TASK STATEMENT — Tally the lines in the items below that contain the string "clicks", where case counts. Give only the number.

Stored data entries —
*****
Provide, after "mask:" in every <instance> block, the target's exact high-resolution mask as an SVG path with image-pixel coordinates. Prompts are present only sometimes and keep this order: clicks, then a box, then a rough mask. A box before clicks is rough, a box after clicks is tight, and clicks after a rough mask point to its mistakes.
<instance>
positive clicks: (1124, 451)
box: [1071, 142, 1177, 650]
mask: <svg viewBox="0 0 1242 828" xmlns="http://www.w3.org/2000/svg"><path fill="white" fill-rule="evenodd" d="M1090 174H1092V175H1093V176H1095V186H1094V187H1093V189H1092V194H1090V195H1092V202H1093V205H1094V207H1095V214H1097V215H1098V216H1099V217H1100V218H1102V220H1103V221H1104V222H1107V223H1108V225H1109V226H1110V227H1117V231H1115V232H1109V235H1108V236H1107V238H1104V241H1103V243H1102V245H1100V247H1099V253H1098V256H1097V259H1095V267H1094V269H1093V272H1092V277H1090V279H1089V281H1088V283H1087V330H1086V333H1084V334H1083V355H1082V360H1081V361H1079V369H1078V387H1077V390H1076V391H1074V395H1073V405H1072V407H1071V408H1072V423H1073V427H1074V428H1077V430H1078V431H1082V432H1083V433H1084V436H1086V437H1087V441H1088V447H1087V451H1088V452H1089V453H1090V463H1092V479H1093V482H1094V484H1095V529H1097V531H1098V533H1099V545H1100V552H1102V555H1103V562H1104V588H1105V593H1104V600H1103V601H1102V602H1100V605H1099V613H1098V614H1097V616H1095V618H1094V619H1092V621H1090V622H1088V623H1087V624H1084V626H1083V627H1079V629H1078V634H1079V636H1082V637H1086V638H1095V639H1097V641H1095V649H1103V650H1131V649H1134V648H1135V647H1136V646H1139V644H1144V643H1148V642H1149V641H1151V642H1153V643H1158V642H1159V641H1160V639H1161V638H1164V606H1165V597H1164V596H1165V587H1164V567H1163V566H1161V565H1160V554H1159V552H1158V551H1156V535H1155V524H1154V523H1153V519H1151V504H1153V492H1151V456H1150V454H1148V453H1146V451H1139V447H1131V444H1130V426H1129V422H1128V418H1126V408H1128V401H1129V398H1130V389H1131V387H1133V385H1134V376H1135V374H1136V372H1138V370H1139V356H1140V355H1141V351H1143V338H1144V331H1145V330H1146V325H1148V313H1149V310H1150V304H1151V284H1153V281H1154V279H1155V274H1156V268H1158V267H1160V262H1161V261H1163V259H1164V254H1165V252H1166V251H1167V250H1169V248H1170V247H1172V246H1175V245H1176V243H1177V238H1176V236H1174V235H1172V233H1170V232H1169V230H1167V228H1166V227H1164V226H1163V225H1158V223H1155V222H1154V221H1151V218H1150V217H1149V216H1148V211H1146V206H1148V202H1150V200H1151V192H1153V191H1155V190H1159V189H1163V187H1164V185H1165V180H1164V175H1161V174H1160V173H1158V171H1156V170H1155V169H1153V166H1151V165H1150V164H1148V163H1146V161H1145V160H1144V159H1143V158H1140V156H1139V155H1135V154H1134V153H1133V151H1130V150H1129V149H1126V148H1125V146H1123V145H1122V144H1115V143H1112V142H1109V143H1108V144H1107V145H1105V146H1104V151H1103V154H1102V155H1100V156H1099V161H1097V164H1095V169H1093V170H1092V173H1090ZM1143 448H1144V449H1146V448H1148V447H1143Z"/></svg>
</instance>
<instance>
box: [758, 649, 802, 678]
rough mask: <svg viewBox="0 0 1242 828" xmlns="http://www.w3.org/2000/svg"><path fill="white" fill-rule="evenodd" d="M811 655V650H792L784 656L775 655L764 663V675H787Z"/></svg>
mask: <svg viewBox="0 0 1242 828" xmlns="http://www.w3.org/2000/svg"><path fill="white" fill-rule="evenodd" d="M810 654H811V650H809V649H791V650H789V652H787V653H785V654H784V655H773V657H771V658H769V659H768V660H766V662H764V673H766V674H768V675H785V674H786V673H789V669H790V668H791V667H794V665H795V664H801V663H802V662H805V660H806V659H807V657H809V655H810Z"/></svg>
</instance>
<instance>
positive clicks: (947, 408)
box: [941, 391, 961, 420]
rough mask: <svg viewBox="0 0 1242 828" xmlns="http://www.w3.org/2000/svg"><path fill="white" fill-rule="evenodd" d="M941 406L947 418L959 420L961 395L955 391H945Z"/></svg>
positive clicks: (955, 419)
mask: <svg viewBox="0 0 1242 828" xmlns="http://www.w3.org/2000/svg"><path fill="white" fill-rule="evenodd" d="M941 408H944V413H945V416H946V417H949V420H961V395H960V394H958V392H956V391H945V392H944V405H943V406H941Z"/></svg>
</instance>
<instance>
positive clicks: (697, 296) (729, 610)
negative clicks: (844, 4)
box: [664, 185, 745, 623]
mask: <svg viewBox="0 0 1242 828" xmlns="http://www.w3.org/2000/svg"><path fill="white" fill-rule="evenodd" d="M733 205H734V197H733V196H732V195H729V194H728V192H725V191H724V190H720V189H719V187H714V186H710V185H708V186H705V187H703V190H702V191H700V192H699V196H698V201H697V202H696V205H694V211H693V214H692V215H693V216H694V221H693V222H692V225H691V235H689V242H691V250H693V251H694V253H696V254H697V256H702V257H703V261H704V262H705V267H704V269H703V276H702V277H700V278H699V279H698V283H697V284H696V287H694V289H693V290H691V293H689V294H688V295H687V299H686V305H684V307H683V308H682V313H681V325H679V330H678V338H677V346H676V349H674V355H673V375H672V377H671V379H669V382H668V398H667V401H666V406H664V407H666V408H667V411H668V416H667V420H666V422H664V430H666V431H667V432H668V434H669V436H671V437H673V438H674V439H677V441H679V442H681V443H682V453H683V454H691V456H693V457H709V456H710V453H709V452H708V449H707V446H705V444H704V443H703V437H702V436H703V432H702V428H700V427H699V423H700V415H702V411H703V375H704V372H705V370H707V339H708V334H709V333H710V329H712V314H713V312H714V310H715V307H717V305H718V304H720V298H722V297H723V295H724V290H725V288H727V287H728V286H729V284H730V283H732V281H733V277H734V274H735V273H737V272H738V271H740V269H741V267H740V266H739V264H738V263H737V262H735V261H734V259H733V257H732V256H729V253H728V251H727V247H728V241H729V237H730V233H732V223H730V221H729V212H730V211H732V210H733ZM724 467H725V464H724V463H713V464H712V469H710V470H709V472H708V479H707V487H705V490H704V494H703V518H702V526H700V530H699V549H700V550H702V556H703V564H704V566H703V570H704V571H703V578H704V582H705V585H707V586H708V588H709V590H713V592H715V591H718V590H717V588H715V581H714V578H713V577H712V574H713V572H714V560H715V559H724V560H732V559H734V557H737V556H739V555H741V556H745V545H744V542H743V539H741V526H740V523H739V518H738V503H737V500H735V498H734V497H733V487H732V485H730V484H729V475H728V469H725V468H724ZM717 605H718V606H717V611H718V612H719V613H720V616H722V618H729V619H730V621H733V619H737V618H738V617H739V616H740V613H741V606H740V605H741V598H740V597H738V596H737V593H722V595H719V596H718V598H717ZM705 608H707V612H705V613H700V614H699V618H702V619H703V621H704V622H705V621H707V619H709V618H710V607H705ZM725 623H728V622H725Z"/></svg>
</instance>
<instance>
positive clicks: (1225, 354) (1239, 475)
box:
*****
ANSWER TO THE PROBLEM — 7